(Stored records)

----

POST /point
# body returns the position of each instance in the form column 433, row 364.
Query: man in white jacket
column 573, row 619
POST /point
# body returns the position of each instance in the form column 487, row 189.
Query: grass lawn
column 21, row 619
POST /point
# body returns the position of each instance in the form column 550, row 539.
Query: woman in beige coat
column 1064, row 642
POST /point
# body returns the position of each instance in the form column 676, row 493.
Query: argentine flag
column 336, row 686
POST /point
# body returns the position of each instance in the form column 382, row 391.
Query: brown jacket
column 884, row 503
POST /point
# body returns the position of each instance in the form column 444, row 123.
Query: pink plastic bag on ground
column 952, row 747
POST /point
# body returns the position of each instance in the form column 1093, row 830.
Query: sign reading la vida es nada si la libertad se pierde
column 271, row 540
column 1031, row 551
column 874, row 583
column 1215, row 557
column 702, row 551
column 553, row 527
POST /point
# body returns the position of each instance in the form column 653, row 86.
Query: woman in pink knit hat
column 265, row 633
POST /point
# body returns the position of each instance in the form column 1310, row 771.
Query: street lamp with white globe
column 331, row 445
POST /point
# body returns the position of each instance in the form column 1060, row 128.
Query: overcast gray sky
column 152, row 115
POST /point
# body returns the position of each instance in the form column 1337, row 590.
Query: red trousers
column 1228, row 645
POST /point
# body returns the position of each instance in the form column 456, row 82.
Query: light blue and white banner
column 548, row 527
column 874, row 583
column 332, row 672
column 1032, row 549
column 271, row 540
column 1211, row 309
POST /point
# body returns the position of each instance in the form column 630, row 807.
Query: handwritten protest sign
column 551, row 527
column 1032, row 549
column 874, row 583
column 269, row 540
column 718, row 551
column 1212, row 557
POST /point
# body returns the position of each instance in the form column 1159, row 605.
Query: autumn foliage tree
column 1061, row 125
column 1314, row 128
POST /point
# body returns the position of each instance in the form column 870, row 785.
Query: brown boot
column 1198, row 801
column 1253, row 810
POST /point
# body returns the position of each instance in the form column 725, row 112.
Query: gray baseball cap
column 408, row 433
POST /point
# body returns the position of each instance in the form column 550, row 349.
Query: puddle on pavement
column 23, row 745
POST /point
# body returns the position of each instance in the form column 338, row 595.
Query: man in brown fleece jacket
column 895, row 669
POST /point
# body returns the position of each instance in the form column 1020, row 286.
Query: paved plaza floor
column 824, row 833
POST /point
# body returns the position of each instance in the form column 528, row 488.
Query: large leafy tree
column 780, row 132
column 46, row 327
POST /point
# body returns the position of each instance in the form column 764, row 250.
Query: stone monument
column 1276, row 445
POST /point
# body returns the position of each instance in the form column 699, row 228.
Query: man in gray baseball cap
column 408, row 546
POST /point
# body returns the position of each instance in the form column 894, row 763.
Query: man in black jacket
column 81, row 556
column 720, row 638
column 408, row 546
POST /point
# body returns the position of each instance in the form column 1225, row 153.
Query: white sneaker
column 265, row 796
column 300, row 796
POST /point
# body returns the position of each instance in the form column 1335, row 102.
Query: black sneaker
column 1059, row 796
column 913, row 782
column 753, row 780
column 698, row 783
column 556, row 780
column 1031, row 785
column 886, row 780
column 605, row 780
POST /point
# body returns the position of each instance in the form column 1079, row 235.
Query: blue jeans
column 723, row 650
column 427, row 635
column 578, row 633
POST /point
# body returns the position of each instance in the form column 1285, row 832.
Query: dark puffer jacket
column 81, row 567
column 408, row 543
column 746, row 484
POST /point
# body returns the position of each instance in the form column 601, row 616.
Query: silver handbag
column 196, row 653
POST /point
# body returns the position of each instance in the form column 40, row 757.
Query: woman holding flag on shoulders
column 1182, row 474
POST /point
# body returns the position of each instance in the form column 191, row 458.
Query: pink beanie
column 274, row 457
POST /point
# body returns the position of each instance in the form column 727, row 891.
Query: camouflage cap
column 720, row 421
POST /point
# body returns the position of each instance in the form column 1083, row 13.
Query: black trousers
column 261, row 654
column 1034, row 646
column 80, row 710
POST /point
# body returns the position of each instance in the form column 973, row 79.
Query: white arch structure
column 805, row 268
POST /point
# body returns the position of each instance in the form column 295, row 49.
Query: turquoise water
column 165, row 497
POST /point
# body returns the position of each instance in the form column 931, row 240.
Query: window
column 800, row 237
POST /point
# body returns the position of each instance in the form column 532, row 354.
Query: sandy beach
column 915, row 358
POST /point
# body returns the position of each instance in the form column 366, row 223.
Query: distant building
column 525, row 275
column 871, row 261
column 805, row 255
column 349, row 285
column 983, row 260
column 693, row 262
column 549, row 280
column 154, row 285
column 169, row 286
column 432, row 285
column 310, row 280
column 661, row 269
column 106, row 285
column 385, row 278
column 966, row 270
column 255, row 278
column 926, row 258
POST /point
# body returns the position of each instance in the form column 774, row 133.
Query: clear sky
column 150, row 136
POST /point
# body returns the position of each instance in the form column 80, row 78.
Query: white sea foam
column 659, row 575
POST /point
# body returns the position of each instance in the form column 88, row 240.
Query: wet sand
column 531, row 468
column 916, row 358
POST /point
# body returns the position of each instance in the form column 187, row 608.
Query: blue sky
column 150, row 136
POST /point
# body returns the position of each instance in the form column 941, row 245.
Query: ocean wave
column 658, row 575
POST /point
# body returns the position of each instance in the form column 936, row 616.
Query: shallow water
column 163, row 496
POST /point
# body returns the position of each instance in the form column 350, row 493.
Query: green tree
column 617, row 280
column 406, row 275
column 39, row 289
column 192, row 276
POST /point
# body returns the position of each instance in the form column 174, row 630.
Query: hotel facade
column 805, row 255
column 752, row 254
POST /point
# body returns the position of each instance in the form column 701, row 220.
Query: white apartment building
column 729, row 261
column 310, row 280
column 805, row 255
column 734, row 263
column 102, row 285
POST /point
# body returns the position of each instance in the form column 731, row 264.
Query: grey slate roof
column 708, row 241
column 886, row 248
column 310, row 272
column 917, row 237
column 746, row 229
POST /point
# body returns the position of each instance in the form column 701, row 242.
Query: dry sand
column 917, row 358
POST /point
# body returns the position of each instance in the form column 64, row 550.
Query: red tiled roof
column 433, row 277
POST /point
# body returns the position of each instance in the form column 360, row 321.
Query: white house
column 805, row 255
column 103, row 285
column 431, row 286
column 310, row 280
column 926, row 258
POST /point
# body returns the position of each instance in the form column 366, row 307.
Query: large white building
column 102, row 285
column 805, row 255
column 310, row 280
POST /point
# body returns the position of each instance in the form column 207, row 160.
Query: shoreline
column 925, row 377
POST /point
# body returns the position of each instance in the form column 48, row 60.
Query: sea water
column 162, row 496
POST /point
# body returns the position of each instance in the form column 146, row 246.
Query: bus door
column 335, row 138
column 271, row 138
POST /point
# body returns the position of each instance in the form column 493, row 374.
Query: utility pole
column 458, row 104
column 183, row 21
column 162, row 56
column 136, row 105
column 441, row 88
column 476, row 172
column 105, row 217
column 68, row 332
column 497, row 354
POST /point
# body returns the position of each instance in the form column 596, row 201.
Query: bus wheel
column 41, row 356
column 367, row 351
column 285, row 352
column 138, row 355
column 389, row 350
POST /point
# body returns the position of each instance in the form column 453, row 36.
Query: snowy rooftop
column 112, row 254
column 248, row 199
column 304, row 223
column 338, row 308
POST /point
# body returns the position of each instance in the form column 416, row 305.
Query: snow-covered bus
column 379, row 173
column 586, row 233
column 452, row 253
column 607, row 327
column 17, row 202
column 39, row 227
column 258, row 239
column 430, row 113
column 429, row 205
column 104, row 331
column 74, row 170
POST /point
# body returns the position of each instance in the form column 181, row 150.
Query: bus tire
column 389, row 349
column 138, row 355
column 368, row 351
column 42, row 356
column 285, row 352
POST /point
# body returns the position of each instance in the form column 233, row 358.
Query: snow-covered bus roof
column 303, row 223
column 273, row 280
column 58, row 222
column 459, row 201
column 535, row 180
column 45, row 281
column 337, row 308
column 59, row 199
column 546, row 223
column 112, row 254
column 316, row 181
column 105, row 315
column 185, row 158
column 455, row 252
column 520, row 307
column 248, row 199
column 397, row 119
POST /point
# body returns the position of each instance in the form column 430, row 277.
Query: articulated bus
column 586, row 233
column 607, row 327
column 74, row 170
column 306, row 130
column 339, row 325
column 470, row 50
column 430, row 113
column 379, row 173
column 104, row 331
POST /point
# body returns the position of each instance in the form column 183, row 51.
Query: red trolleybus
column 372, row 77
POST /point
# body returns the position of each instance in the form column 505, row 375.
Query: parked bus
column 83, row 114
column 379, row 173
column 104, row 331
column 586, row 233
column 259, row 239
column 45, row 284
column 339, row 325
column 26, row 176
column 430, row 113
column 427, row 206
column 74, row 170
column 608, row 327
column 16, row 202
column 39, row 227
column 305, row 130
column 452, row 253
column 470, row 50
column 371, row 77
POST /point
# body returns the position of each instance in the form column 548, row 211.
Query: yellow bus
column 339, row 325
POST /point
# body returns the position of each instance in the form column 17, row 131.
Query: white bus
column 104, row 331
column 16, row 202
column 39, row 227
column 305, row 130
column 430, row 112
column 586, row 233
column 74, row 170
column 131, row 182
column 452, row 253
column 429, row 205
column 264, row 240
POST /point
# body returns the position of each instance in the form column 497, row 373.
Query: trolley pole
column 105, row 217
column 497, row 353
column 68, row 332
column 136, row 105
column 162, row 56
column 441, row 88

----

**Exercise**: Rewrite the listing from its first line up to and including the line with "column 952, row 747", substituting "parka" for every "jacket" and leaving everything else unchanged.

**Result of the exercise**:
POST /point
# body returns the position of each instance in the form column 433, row 364.
Query: man in white parka
column 573, row 619
POST /point
# body returns the position of each instance in the form column 487, row 189.
Query: grass lawn
column 21, row 619
POST /point
# body returns the position of each instance in the form column 550, row 539.
Query: woman in beige coat
column 1064, row 642
POST /point
# body returns the position of each instance in the form column 676, row 493.
Query: argentine flag
column 336, row 686
POST /point
# body returns the position of each instance in the form column 382, row 391.
Query: brown parka
column 884, row 503
POST /point
# body returns the position of each instance in the form column 444, row 123.
Query: pink plastic bag on ground
column 952, row 747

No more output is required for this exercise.